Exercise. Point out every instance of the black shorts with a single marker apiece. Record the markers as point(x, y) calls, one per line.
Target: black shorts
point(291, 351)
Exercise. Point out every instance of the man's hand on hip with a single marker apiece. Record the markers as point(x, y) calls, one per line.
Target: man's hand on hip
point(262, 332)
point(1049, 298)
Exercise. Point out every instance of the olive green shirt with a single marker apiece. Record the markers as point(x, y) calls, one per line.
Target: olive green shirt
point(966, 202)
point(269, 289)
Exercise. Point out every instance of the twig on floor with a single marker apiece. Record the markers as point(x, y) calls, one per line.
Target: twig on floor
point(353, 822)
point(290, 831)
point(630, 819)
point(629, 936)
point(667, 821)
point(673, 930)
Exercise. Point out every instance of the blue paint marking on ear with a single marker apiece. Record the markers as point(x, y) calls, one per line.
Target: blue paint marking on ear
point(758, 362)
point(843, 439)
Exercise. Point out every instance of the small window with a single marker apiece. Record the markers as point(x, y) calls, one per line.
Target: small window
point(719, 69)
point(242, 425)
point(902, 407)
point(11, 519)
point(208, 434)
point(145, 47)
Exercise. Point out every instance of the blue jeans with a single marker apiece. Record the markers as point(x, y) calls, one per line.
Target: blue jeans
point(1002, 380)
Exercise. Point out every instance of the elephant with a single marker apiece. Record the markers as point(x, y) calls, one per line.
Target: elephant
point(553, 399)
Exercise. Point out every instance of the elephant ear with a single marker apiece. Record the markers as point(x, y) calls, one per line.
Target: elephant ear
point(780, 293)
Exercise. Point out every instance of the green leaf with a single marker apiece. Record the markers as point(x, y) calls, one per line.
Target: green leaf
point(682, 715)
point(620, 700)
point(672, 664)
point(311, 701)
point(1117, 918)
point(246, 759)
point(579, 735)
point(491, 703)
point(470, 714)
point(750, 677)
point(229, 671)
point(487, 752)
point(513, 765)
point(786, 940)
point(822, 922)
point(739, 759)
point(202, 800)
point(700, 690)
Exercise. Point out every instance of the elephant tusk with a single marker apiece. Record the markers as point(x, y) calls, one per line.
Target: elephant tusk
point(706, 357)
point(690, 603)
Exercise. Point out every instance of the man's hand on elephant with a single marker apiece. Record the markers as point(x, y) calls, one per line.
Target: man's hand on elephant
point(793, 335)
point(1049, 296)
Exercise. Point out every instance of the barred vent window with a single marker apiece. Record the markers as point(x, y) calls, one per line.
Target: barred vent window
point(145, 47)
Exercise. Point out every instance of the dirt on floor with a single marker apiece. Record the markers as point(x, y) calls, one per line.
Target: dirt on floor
+ + + +
▶ [Required work]: Rewrite the items starting at the line that contains "Exercise. Point out every instance of the blue paint" and ending at the line that contains "point(700, 690)", swapping "Target" for "Object" and leaving everything else as it is. Give only those lines.

▶ [Response below]:
Exercise. Point out every instance of the blue paint marking on ear with a single marker apiece. Record the markers as point(x, y) calls, one per line.
Object: blue paint marking on ear
point(758, 362)
point(843, 439)
Exercise. Point out every instance of the small window with a single marker apiece. Record the markers as point(x, y) calls, one per line.
Object: small window
point(719, 69)
point(242, 425)
point(902, 407)
point(11, 519)
point(208, 434)
point(145, 47)
Exercise. Point out every instance of the blue jeans with a single marker apiece. Record the markers as point(x, y) calls, one per line.
Object: blue jeans
point(1002, 380)
Exercise. Point out every instance of the elephant with a single marker apiece. Record the markers as point(x, y) calls, one per line.
Object: elephant
point(553, 399)
Exercise. Point out every instance of the elephant ear with a single marker apiece. Record the markers as point(x, y) calls, one per line.
Object: elephant ear
point(780, 293)
Exercise. Point out every instance of the green leaf with a single marker apiece. Record the markers as point(x, y) calls, one per line.
Object: green leaf
point(682, 715)
point(620, 700)
point(672, 664)
point(311, 701)
point(1117, 918)
point(246, 759)
point(579, 735)
point(491, 703)
point(470, 714)
point(750, 677)
point(229, 671)
point(487, 752)
point(513, 765)
point(786, 940)
point(822, 922)
point(739, 759)
point(202, 800)
point(700, 690)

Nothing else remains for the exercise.